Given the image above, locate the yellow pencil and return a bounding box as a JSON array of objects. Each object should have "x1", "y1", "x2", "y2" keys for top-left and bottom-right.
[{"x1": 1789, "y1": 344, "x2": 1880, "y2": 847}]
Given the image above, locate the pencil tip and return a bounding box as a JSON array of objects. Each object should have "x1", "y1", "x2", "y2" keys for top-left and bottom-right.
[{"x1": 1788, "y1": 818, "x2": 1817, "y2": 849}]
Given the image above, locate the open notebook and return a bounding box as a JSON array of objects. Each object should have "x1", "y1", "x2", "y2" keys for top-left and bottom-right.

What is being asked
In the answer, please give only the lines from the line containing "Given the image above, locate the pencil" through the final line of the data, copied exactly.

Completed task
Given the image above, locate the pencil tip and return a bounding box as a JSON array of objects. Each object should have "x1", "y1", "x2", "y2" keys for top-left and bottom-right.
[{"x1": 1788, "y1": 818, "x2": 1817, "y2": 849}]
Given the image above, locate the open notebook and return a bounding box as a JSON array of objects. Each object should have "x1", "y1", "x2", "y2" keys for top-left and bottom-right.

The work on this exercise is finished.